## Records shown
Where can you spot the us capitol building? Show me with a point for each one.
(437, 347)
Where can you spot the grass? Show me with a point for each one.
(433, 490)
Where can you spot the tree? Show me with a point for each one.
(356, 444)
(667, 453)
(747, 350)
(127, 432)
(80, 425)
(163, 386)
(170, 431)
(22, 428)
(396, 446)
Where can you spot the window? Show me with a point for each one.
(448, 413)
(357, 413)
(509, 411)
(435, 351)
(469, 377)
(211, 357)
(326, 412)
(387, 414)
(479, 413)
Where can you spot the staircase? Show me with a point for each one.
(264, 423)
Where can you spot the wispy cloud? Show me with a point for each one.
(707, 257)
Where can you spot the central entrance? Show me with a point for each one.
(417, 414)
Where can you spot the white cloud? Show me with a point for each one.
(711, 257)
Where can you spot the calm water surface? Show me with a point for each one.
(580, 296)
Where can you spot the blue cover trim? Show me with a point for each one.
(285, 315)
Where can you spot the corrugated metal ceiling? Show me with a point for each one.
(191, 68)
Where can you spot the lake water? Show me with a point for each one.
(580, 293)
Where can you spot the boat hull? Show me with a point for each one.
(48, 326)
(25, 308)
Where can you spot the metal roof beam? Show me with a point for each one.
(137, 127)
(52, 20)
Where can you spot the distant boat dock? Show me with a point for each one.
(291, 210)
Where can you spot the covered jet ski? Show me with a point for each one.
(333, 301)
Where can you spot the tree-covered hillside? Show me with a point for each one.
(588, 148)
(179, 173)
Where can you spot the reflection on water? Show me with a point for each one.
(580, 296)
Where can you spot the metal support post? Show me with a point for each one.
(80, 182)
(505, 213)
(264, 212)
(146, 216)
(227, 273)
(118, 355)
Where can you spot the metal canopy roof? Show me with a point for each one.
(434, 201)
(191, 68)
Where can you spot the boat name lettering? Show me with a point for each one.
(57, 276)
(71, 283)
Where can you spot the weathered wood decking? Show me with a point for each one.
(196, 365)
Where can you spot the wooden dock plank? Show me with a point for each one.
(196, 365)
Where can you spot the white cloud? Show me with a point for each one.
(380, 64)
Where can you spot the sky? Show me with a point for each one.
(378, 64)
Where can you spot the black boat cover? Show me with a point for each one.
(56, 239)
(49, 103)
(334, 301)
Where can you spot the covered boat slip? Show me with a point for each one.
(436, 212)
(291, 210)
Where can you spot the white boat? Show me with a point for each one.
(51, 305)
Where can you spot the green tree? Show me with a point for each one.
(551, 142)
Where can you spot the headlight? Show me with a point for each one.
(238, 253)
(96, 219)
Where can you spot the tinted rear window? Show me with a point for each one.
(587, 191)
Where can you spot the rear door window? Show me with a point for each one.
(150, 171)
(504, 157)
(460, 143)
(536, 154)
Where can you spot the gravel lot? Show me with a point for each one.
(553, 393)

## What you will do
Convert the lines from the one containing "Where can you spot the gravel" through the end of the records, both included, into a JSON list of strings with one string per line and no blank lines.

## Complete answer
[
  "Where can you spot the gravel lot? Show me with a point for each one.",
  "(553, 393)"
]